Look through the entries that follow and return each line that has the string "lantern".

== Records contained in a dataset ==
· · · ·

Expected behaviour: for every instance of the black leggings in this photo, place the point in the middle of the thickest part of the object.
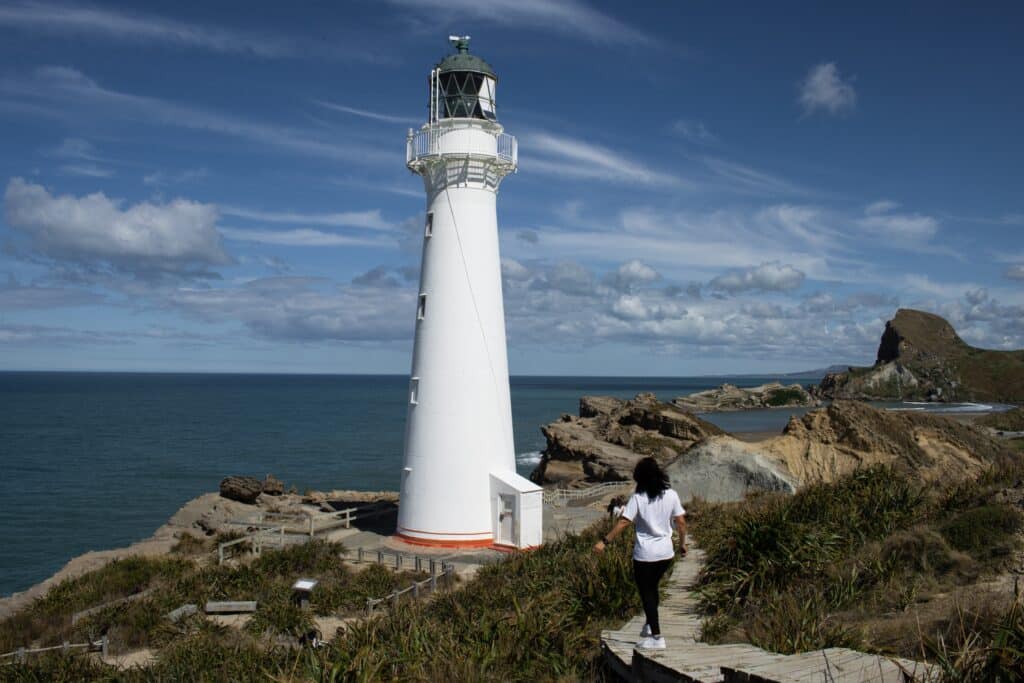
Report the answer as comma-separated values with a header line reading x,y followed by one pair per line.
x,y
647,575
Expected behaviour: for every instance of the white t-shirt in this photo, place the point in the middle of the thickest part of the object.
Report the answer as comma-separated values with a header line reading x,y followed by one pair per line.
x,y
653,522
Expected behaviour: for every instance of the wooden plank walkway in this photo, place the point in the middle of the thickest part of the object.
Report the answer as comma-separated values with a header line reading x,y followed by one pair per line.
x,y
687,659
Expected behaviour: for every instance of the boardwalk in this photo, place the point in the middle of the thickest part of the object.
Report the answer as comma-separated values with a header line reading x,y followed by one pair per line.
x,y
686,659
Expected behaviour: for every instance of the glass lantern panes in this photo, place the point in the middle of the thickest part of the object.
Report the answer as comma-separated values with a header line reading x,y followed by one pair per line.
x,y
467,95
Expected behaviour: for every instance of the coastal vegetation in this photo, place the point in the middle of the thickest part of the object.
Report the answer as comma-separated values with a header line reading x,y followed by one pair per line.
x,y
535,615
876,561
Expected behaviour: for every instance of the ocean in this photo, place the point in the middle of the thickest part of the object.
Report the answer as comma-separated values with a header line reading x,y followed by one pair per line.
x,y
93,461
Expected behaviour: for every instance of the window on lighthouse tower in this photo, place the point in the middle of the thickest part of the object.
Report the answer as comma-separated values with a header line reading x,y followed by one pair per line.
x,y
468,95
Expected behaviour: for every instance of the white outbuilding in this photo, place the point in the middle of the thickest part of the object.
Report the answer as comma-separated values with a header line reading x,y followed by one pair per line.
x,y
459,480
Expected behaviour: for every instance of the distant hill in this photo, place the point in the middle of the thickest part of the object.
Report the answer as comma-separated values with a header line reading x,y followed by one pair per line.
x,y
922,357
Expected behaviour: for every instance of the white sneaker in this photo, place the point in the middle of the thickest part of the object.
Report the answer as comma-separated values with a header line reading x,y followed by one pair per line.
x,y
651,643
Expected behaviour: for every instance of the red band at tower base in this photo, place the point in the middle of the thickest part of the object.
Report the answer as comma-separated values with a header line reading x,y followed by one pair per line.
x,y
444,543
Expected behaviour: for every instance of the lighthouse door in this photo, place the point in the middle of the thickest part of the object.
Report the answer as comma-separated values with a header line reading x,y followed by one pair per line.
x,y
506,520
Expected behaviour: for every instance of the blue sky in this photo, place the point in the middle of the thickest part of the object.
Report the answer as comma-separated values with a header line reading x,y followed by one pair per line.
x,y
704,187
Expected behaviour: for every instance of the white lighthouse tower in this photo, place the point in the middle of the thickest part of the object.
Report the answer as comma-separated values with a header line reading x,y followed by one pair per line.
x,y
459,483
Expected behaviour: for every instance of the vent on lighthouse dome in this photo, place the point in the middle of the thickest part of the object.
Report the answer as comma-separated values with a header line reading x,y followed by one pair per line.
x,y
466,84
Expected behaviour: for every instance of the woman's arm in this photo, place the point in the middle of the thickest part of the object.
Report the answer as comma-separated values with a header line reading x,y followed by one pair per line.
x,y
612,535
681,525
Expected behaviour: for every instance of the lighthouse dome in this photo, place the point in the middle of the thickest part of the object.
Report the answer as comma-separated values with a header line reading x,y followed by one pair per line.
x,y
466,84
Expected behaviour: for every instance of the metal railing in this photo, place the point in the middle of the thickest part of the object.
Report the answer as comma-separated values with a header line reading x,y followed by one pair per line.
x,y
427,143
559,497
270,527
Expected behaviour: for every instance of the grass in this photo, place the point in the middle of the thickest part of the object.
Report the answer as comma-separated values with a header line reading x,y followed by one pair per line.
x,y
535,615
818,568
174,581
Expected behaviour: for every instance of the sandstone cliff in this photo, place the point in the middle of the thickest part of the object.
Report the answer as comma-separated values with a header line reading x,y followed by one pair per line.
x,y
828,442
610,435
922,357
729,397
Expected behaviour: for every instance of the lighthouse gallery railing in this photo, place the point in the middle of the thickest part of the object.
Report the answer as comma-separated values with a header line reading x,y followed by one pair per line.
x,y
427,143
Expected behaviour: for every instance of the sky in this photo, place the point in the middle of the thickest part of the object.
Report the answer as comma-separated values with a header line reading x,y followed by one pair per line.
x,y
702,187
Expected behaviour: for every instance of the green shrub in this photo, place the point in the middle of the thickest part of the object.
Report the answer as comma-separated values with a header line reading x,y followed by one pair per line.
x,y
790,623
985,532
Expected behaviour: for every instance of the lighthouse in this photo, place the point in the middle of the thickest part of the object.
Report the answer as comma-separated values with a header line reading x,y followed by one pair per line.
x,y
459,483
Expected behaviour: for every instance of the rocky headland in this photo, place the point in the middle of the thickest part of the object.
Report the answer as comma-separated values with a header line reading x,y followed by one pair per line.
x,y
203,517
731,397
610,435
922,357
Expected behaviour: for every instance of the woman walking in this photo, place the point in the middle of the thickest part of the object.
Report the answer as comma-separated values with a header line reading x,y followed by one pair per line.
x,y
652,509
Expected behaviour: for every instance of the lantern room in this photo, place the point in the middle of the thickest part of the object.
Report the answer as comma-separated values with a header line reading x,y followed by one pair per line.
x,y
462,86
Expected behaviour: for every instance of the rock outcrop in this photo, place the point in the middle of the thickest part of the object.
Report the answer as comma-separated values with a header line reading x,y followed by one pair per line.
x,y
272,485
922,357
829,442
722,469
730,397
1010,421
243,489
610,435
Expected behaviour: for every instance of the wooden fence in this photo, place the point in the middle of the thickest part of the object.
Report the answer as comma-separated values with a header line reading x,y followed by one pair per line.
x,y
559,497
22,653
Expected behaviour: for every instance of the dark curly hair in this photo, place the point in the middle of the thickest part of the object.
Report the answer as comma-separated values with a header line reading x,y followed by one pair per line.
x,y
650,478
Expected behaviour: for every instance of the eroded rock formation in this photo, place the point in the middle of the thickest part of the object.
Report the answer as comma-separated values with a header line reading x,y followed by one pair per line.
x,y
922,357
729,397
611,434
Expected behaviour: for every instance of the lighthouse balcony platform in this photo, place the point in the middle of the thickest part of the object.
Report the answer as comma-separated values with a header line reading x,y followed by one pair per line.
x,y
465,139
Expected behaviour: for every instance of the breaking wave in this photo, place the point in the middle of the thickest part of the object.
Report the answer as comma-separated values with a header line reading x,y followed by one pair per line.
x,y
530,458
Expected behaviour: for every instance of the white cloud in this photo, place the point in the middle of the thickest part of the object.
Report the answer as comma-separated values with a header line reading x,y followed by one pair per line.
x,y
745,179
62,84
512,269
824,89
567,157
86,170
160,178
301,309
135,27
569,16
177,237
301,238
370,220
882,206
631,273
374,116
771,276
898,228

· · · ·

== Worked solution ==
Expected behaviour: for every instance of the glass lantern panes in this photo, place the point in the middle of the thickest part of the object.
Expected behaviour: for every instance of the lantern room in this photo, place the point in the middle of the thickest part of the object.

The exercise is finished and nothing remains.